_TEXT SECTION_
++++++++

A two-year investigation into an international sex-trafficking ring has led to arrests in the US and other countries. The ring targeted impoverished women from Asia who spoke little English, for whom their American dream was turned into a living hell.
Authorities announced federal indictments against 17 members of the international sex trafficking organization on Wednesday. Four defendants remain at large, according to a statement from the US Immigration and Customs Enforcement (ICE).
"The 17 people charged in this indictment ran a highly sophisticated sex trafficking scheme," said Andrew Luger, US Attorney for the District of Minnesota, in the statement. The scheme drew in hundreds of impoverished women from Bangkok, Thailand who were held in the US with debt bondage.
"They promised women in Thailand a chance at the American dream, but instead exploited them, coerced them and forced them to live a nightmare," Luger said.
The trafficking ring targeted women who spoke little to no English and trapped them with debts as high as $60,000 and included plastic surgery that they were forced to undergo before they left to make them “more appealing” to potential buyers in the US.
The organization was able to procure fraudulent visas and travel documents in order to get them into the US. In the process of doing so, they also collected information on the victims’ families to use them as leverage against the women if they tried to resist.
The women were then taken to prostitution houses that had individual house bosses who advertised the women, handled the money, ran the house and controlled the women’s schedules with clients. The women turned over all of their earnings to the house boss who would transfer it back to the traffickers to pay down the trafficking debts and kept any remainders for themselves.

++++++++

_SOURCE MATERIAL_
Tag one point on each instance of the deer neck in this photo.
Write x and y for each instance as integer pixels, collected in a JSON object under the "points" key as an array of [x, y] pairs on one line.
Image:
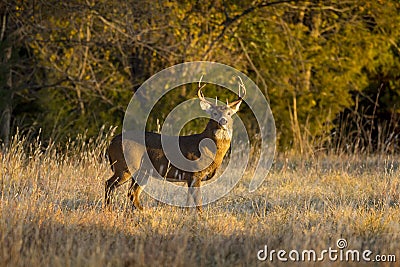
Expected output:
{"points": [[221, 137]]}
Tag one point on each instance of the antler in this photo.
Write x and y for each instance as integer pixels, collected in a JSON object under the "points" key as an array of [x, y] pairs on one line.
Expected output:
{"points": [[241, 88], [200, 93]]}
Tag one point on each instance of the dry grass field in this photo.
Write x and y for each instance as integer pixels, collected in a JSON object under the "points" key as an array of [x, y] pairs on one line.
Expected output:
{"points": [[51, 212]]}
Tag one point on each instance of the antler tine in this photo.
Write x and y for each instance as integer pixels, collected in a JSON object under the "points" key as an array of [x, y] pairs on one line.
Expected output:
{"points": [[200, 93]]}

++++++++

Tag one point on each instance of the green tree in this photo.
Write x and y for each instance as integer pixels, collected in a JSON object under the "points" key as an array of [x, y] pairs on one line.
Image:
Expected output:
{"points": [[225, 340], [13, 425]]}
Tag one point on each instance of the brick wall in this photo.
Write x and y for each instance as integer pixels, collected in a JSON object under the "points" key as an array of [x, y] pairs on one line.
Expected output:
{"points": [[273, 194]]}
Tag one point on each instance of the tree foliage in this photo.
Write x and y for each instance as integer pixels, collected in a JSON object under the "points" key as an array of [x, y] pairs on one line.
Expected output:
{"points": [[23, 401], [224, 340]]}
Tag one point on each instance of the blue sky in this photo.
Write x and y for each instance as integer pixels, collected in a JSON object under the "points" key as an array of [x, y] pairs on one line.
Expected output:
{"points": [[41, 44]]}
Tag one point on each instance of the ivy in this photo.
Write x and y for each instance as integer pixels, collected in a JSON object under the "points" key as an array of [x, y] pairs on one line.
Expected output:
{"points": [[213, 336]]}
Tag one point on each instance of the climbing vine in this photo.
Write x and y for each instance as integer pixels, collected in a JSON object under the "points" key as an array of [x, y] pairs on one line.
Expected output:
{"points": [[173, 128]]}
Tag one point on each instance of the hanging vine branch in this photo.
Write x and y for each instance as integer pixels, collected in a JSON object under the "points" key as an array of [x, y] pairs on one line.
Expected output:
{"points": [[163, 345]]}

++++++++

Pick up the news story about the international sex-trafficking ring after its last sentence and continue it.

_TASK OUTPUT_
House bosses were indicted, along with “facilitators” who handled laundering the money to the organization and also kept the victims moving across the US. Runners were also charged in the indictment, their duties included accompanying the victims any time they left the house and were partially paid in sex, according to the ICE.
Sumalee Intarathong, or Joy, is believed to be the head trafficker who “owned” many victims until they could repay her. Intarathong was arrested in Belgium in early August.
Despite some members of the ring still being on the run, special agent Alex Khu, the head of the Homeland Security Investigations of St. Paul, hopes that these 17 arrests could help to dismantle the organization.
"We weren't just taking out the runners, but we were also taking out facilitators, people who were in charge of money ... domestically and internationally," he told a press conference.
There have been hundreds of victims identified so far, but Luger said "that number could very well grow."